=== Begin Enclosure ===

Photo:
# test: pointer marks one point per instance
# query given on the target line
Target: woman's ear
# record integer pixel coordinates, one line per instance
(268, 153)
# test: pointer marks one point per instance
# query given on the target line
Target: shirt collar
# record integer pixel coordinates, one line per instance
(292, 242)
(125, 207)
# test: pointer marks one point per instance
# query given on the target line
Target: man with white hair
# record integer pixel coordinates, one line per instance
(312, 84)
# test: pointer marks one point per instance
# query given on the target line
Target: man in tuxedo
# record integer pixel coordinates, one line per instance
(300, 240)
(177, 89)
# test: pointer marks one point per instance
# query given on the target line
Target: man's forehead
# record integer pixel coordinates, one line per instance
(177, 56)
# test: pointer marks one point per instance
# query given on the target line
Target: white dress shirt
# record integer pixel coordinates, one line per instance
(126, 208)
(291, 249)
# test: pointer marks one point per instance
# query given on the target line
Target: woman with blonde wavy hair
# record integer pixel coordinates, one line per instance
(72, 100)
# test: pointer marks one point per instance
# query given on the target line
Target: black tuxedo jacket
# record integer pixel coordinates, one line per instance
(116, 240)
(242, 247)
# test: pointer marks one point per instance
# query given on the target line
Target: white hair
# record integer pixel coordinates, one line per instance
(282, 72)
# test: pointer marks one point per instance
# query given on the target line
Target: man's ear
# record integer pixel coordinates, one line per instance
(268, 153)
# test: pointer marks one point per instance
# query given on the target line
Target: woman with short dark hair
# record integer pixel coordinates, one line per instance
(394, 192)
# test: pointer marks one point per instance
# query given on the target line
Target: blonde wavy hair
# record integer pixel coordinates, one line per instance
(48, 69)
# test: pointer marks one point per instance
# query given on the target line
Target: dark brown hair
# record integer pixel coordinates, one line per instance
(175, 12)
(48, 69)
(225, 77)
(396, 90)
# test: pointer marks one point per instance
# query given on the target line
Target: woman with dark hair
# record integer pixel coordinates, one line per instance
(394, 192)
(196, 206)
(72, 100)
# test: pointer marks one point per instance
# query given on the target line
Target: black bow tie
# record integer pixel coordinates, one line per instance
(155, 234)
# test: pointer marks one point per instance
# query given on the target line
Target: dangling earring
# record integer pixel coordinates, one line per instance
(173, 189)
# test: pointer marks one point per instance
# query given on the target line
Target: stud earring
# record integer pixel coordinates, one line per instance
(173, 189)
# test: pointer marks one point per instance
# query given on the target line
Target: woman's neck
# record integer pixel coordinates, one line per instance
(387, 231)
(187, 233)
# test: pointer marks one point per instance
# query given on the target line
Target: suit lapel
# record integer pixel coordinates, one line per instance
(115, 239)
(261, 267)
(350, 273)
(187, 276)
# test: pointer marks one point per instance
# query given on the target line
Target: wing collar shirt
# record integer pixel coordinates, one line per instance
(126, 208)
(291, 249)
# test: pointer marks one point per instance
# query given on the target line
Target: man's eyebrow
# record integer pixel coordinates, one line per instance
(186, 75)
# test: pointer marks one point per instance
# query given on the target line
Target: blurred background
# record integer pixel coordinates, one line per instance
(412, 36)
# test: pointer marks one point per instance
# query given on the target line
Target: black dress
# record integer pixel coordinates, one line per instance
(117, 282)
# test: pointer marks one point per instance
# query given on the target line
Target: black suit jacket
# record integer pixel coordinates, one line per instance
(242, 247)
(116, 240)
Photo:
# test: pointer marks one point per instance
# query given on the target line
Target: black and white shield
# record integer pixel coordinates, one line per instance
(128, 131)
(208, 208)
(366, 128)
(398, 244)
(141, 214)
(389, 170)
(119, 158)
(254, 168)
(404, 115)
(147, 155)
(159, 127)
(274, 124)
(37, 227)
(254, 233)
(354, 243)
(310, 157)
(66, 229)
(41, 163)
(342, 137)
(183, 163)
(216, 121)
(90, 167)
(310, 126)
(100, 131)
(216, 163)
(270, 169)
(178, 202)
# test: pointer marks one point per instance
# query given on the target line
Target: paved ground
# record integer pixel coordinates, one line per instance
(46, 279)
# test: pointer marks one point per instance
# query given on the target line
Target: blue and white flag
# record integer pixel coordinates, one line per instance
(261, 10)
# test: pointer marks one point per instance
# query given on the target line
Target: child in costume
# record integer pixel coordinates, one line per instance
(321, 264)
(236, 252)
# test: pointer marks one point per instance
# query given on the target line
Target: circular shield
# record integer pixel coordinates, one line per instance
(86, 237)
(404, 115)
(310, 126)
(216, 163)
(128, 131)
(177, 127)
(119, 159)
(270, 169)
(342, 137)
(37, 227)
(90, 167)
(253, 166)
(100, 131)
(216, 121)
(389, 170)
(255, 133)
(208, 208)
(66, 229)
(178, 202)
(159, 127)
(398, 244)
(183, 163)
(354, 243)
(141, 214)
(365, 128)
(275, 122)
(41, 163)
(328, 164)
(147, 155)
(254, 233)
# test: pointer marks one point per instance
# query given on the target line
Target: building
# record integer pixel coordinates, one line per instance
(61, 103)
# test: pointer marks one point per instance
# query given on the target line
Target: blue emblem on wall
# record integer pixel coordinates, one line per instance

=== End Enclosure ===

▶ WHAT IS REQUIRED:
Reproduce the listing above character for character.

▶ TASK OUTPUT:
Photo:
# test: pointer marks one point per instance
# query given on the target line
Target: woman's ear
# record integer pixel coordinates, one line per instance
(268, 153)
# test: pointer marks one point per instance
# query given on the target line
Target: shirt collar
# record integer pixel coordinates, one line per instance
(292, 242)
(125, 207)
# test: pointer marks one point per instance
# query given on the target line
Target: man with white hair
# record integer pixel coordinates, one line per instance
(312, 84)
# test: pointer marks one point per instance
# query given on the target line
Target: man in tuxedo
# record integer pixel coordinates, one line per instance
(300, 240)
(177, 89)
# test: pointer marks one point per instance
# query given on the target line
Target: man's forehead
# record integer pixel coordinates, one line per instance
(177, 56)
# test: pointer marks one point per instance
# query given on the target line
Target: white dress shirt
# record integer pixel coordinates, one line per instance
(126, 208)
(291, 249)
# test: pointer marks one point per instance
# query given on the target line
Target: woman with blonde wavy hair
# record integer pixel coordinates, one line per instance
(72, 100)
# test: pointer marks one point per instance
# query given on the target line
Target: black tuxedo jacket
# record integer pixel coordinates, one line per instance
(116, 240)
(242, 247)
# test: pointer marks one point per instance
# query given on the target line
Target: white hair
# record integer pixel coordinates, one line per instance
(282, 72)
# test: pointer marks one point per instance
# query given on the target line
Target: man's ear
# record integer pixel coordinates, one line per instance
(268, 153)
# test: pointer marks one point per instance
# query given on the target line
Target: woman with short dark hair
# record integer pixel coordinates, one line per instance
(394, 192)
# test: pointer marks one point per instance
# query given on the target line
Target: blonde wavy hair
# record integer pixel coordinates, one line per instance
(48, 69)
# test: pointer marks one point per instance
# query given on the target line
Target: dark brown hair
# record integer pixel coordinates, one line per instance
(175, 12)
(48, 69)
(225, 77)
(396, 90)
# test: pointer marks one point per instance
# query given on the target line
Target: woman with dark hair
# record integer pixel coordinates, one line per instance
(394, 192)
(196, 206)
(72, 100)
# test: pointer marks one point per instance
# query given on the target line
Target: black bow tie
# record integer pixel coordinates, one line per instance
(155, 234)
# test: pointer marks one point per instance
# query given on the target line
Target: dangling earring
# record integer pixel coordinates, one line per instance
(173, 189)
# test: pointer marks one point per instance
# query given on the target line
Target: stud earring
# record integer pixel coordinates, one line per instance
(173, 189)
# test: pointer marks one point per instance
# query given on the target line
Target: woman's neck
# record integer pixel coordinates, one line per instance
(387, 231)
(187, 233)
# test: pointer marks one point per instance
# query given on the target line
Target: suit lapel
# record integer pixel coordinates, one line per instance
(115, 239)
(261, 267)
(350, 273)
(187, 276)
# test: pointer marks one point per instance
# query given on the target line
Target: wing collar shirt
# record integer pixel coordinates, one line per instance
(126, 208)
(291, 249)
# test: pointer marks one point per instance
# query given on the target line
Target: man's eyebrow
# record integer pixel coordinates, one line per instance
(186, 75)
# test: pointer marks one point per instance
# query given on the target line
Target: blurred background
# record integer pixel coordinates, one line per instance
(412, 36)
# test: pointer marks one point per instance
# query given on the target line
Target: black dress
# record integer pixel coordinates, one line per instance
(117, 282)
# test: pointer marks one point per instance
# query given on the target line
Target: black suit jacket
# record integer pixel coordinates, one line per instance
(242, 247)
(116, 240)
Photo:
# test: pointer marks one point per instance
# query given on the target line
Target: black and white shield
# record integer pixel coordinates, one line per instance
(128, 131)
(208, 208)
(366, 128)
(398, 244)
(141, 214)
(389, 170)
(119, 158)
(254, 168)
(404, 115)
(147, 155)
(159, 127)
(274, 124)
(37, 227)
(254, 233)
(354, 243)
(310, 157)
(66, 229)
(41, 163)
(342, 137)
(183, 163)
(216, 121)
(90, 167)
(310, 126)
(100, 131)
(216, 163)
(270, 169)
(178, 202)
# test: pointer marks one point per instance
# query given on the target line
Target: paved ground
# record integer pixel coordinates, one line per instance
(46, 279)
# test: pointer marks one point per instance
# query given on the target line
Target: blue and white flag
# record integer pixel coordinates, one line per instance
(261, 10)
# test: pointer marks one point per instance
# query given on the target line
Target: child in costume
# record integer pixel coordinates, one line per instance
(321, 264)
(236, 252)
# test: pointer marks one point per instance
# query given on the target line
Target: circular shield
# record integer pixel coordinates, one line per instance
(86, 237)
(404, 115)
(310, 126)
(216, 163)
(128, 131)
(177, 127)
(119, 159)
(270, 169)
(342, 137)
(37, 227)
(90, 167)
(253, 166)
(100, 131)
(216, 121)
(389, 170)
(255, 133)
(208, 208)
(66, 229)
(178, 202)
(159, 127)
(398, 244)
(183, 163)
(354, 243)
(141, 214)
(365, 128)
(275, 122)
(41, 163)
(328, 164)
(147, 155)
(254, 233)
# test: pointer marks one point per instance
# query given on the target line
Target: building
# record integer pixel coordinates, one line per instance
(61, 103)
# test: pointer marks one point per instance
# query given on the target line
Target: blue emblem on wall
# record integer pixel coordinates, one line per instance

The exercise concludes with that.